任务要求 A.
请把记录里从第一行开始、到含有"POLYGON ((187 94, 185"的那一行为止的各行重新写一遍，两头都要算上。其中把"outer boundary"替换成"outer ring"，别的都不要动，图片不用放进去。

本文记录了2022年远光杯程序设计竞赛的多个题目,包括题目的解题思路和部分代码实现,涉及ACM、欧拉函数、矩阵快速幂、平衡二叉搜索树、字符串处理等多个算法和数据结构。
title : 2022 年远光杯程序设计竞赛
date : 2022-6-2
tags : ACM,题解,练习记录
author : Linno
2022 年远光杯程序设计竞赛
题目链接:https://oj.kexie.club/problems
补题进度:9/12
打了个10*10的表,然后发现只需要确定m=1和m=n-1的情况即可。
//#pragma GCC optimize("Ofast", "inline", "-ffast-math")
//#pragma GCC target("avx,sse2,sse3,sse4,mmx")

任务要求 B.
下面三句话和关于2022年远光杯程序设计竞赛的这段文字对得上吗？每句回答是或否，并照原文引出起决定作用的字句。(i) 补题进度是9/12。(ii) 作者打了一张12*12的表。(iii) 标签里有"题解"。

记录摘录.
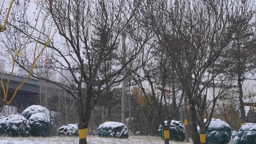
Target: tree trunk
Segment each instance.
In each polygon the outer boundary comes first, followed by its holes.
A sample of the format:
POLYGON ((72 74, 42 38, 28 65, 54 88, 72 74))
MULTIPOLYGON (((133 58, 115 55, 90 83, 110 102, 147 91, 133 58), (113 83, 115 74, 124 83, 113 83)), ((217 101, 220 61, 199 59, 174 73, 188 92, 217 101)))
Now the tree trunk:
POLYGON ((191 112, 190 120, 192 126, 192 141, 193 144, 200 144, 200 138, 197 131, 196 118, 197 118, 196 111, 194 106, 193 105, 190 106, 191 112))
POLYGON ((187 94, 185 94, 184 98, 184 123, 185 124, 185 142, 189 143, 189 126, 188 119, 188 99, 187 94))
MULTIPOLYGON (((203 119, 202 121, 204 120, 203 119)), ((200 128, 200 144, 205 144, 206 140, 206 129, 205 128, 205 125, 204 125, 204 123, 201 122, 201 128, 200 128)))
MULTIPOLYGON (((123 64, 124 64, 126 59, 126 48, 125 45, 126 36, 124 31, 122 32, 122 48, 123 55, 123 64)), ((123 76, 127 75, 126 70, 124 69, 123 76)), ((122 109, 121 109, 121 121, 122 123, 126 123, 126 78, 123 80, 122 84, 122 109)))
POLYGON ((104 123, 106 121, 106 117, 105 115, 105 107, 102 106, 102 111, 101 114, 101 123, 104 123))
MULTIPOLYGON (((131 81, 129 81, 129 118, 131 118, 131 81)), ((130 119, 130 120, 131 120, 130 119)))
POLYGON ((3 108, 5 105, 5 102, 3 99, 0 99, 0 112, 3 110, 3 108))
MULTIPOLYGON (((83 113, 83 103, 82 99, 81 98, 78 100, 78 114, 79 115, 79 124, 78 124, 78 129, 79 131, 79 144, 87 144, 86 136, 83 135, 81 131, 88 128, 88 126, 86 125, 84 121, 84 115, 83 113)), ((87 135, 87 134, 85 134, 87 135)))
MULTIPOLYGON (((164 127, 164 126, 163 126, 164 127)), ((170 134, 169 133, 169 128, 168 126, 165 126, 166 127, 164 127, 164 138, 165 139, 165 144, 169 144, 169 142, 170 141, 170 134), (165 131, 168 131, 168 134, 166 135, 165 133, 165 131)))
POLYGON ((110 121, 110 115, 109 115, 109 108, 106 108, 106 121, 110 121))
POLYGON ((240 111, 241 112, 241 119, 242 120, 242 123, 245 123, 246 122, 246 114, 245 110, 245 103, 244 103, 243 94, 243 87, 242 85, 242 80, 241 79, 241 74, 238 73, 238 91, 239 91, 239 101, 240 103, 240 111))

完整答案 A.
Target: tree trunk
Segment each instance.
In each polygon the outer ring comes first, followed by its holes.
A sample of the format:
POLYGON ((72 74, 42 38, 28 65, 54 88, 72 74))
MULTIPOLYGON (((133 58, 115 55, 90 83, 110 102, 147 91, 133 58), (113 83, 115 74, 124 83, 113 83)), ((217 101, 220 61, 199 59, 174 73, 188 92, 217 101)))
Now the tree trunk:
POLYGON ((191 112, 190 120, 192 126, 192 141, 193 144, 200 144, 200 138, 197 131, 196 118, 197 118, 196 111, 194 106, 193 105, 190 106, 191 112))
POLYGON ((187 94, 185 94, 184 98, 184 123, 185 124, 185 142, 189 143, 189 126, 188 119, 188 99, 187 94))

完整答案 B.
(i) 是："补题进度:9/12"
(ii) 否："打了个10*10的表"
(iii) 是："tags : ACM,题解,练习记录"